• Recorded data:
— begin —
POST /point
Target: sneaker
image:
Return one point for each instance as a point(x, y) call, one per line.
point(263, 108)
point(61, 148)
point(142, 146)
— end —
• TASK INSTRUCTIONS:
Rewrite these lines as a Markdown table with the columns Row and Line, numbering each one and leaving out any blank lines.

• RESPONSE FOR THIS EXERCISE:
| Row | Line |
|---|---|
| 1 | POST /point |
| 2 | Target: sneaker |
| 3 | image: |
| 4 | Return one point for each instance as a point(x, y) call, one per line. |
| 5 | point(263, 108) |
| 6 | point(61, 148) |
| 7 | point(142, 146) |